#### Problem
Rewrite the rows below, changing each "in the same layout" to "in the same format" and leaving everything else unchanged.
## Begin Data lines
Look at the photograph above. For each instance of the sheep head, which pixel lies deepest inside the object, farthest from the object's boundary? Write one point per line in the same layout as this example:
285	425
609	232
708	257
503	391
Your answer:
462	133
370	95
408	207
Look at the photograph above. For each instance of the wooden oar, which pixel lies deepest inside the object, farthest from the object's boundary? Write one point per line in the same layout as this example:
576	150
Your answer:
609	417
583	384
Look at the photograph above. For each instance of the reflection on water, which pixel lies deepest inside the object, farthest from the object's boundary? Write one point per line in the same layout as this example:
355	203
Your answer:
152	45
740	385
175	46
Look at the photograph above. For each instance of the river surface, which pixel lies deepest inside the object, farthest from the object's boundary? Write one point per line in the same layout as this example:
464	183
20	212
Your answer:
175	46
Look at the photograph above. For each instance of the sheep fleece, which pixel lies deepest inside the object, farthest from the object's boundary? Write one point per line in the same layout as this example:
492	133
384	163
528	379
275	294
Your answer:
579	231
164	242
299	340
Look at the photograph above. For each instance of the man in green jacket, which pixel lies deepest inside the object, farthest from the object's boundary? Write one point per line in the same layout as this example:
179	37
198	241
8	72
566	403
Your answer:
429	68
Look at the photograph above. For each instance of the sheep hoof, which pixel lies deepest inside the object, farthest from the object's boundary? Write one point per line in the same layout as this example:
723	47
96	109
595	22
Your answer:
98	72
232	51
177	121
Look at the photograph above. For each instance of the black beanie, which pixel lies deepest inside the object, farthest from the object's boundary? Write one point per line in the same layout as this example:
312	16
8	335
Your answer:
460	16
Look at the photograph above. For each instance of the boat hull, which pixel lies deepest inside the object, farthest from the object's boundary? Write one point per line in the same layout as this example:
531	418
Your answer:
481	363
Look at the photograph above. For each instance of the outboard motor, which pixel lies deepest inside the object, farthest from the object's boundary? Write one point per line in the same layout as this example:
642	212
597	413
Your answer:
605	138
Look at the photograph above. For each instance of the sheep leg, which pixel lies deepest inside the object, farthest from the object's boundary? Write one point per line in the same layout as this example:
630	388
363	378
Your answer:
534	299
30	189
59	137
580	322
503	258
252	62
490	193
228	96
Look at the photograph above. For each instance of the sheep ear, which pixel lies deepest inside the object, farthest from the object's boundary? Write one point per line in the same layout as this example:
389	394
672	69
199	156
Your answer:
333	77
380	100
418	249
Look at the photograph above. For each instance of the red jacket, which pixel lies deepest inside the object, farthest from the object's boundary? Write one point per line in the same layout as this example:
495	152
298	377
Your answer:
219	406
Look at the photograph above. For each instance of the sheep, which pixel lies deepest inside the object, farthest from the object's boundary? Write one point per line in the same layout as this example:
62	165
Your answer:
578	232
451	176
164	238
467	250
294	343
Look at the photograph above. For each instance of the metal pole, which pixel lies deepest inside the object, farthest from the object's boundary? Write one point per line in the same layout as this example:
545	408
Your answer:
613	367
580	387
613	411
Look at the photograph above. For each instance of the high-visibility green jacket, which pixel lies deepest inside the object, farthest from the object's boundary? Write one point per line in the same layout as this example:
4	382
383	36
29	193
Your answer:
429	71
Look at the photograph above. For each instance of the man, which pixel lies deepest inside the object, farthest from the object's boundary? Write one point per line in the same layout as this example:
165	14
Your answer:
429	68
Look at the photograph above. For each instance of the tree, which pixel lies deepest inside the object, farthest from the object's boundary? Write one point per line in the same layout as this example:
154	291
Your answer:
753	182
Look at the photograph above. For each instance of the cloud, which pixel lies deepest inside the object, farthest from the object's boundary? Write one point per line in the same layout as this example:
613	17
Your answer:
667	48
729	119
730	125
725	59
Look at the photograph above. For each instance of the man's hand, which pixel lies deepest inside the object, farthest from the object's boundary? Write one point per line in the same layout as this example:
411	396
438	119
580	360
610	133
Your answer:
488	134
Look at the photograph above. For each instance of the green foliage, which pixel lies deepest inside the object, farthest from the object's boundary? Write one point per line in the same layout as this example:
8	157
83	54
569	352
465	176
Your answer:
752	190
## End Data lines
#### Answer below
Look at the photograph above. For each instance of the sheep head, which pixel lies deepest inside the object, farthest from the object's boundary? Write one point per line in the same format as this example:
285	425
609	232
708	257
503	391
Your answer:
462	133
370	95
408	207
Look at the photograph above. For each instance of the wooden oar, which pixel lies deepest inside the object, farthest from the object's boundary? Write one point per line in the same format as this example:
576	150
Your answer:
609	417
583	384
Look at the photograph above. For each instance of the reflection on water, which pixel lies deepest inside the object, farthest from the object's boundary? Write one point per line in the same format as this example:
355	203
Your answer:
152	45
740	385
175	46
Look at the photograph above. For each instance of the river surface, which pixel lies deepest inside the object, farthest from the object's boundary? Write one point per line in the same format as this example:
464	183
20	212
Your answer:
175	46
Look at the photograph above. For each instance of the sheep fleece, which pixel lies deepest inside the object, farthest from the object's boundary? Write one point per line in the same format as this example:
492	133
384	163
528	379
275	294
Your answer:
579	231
164	242
299	340
Look at the photograph above. For each instance of the man in green jacket, which pixel lies deepest inside the object, farthest from the object's boundary? Write one point per line in the same format as this example:
179	37
198	241
8	72
566	403
Your answer:
429	68
Look at the photograph above. For each instance of the sheep hoof, which pixel lies deepest inside the object, farthest from the object's boundary? Write one point per line in the same format as this example:
723	47
96	109
595	22
Your answer:
98	72
232	51
177	121
Look at the photograph above. For each instance of the black beanie, which pixel lies deepest inside the object, farthest from the object's boundary? Write one point per line in the same format as this example:
312	16
8	335
Your answer:
460	16
Look at the photograph above. For each instance of the boat hull, which pixel lies deepest inside the object, farthest from the object's boundary? Write one point per line in the same format as this example:
531	418
Your answer:
481	363
Look at the photograph above. For each instance of the outboard motor, which pixel lies deepest inside the object, farthest from the object's boundary? Write one point per line in the same format as this example:
642	212
597	413
Your answer:
605	138
Look at the photograph above. For each instance of the sheep leg, which pixel lies deepest inside the object, farthest from the object's boundary? Write one point per line in the same format as this example:
630	388
363	378
Your answer:
534	299
30	189
59	137
580	322
503	258
252	62
490	193
228	96
Look at the photograph above. For each instance of the sheep ear, which pixel lies deepest inside the object, farthest from the object's boundary? Write one point per line in the same format as this example:
389	394
672	69
199	156
Your answer:
333	77
380	100
418	249
Look at the photograph above. For each instance of the red jacket, which pixel lies deepest inside the object, farthest from the object's boundary? Write one point per line in the same format as this example:
495	152
298	377
Your answer:
219	406
Look at the photograph above. For each instance of the sheep, which pixel lies deepest inside the object, farthest from the object's boundary? Write one point per line in the same format as this example:
62	165
Your answer:
578	232
451	176
164	238
467	250
294	343
Look at the photograph above. For each instance of the metal pole, which pixel lies deepest inside the object, farthest from the object's boundary? Write one point per line in the same format as this example:
545	408
Your answer:
613	367
580	387
613	411
Look at the photograph above. For each instance of the high-visibility green jacket, which pixel lies deepest inside the object, farthest from the object's boundary? Write one point per line in the same format as this example:
4	382
383	36
29	193
Your answer:
429	71
Look at the photograph above. For each instance of the man, which pixel lies deepest inside the object, farthest from the object's boundary? Write one point per line in the same format as this example:
165	14
Your answer:
429	68
Look at the photograph above. For each instance of the tree, which pixel lies deepest inside the object, farthest from the object's boundary? Write one point per line in the same format as this example:
154	291
Your answer:
753	182
Look at the photograph above. For each instance of the cloud, which pixel lies deepest inside the object, farthest from the object's boundary? Write one point per line in the same format as this example:
613	17
Your answer:
667	48
729	119
730	125
725	59
Look at the photograph above. For each instance of the man's hand, which pixel lies deepest inside the object, farthest from the object's boundary? Write one point per line in the same format as this example:
411	396
438	119
580	360
610	133
Your answer:
488	134
Look at the photograph above. For each instance of the green foliage, which pixel lies deepest inside the object, farthest from the object's boundary? Write one point per line in the same format as this example:
8	157
83	54
569	352
465	176
Your answer:
752	190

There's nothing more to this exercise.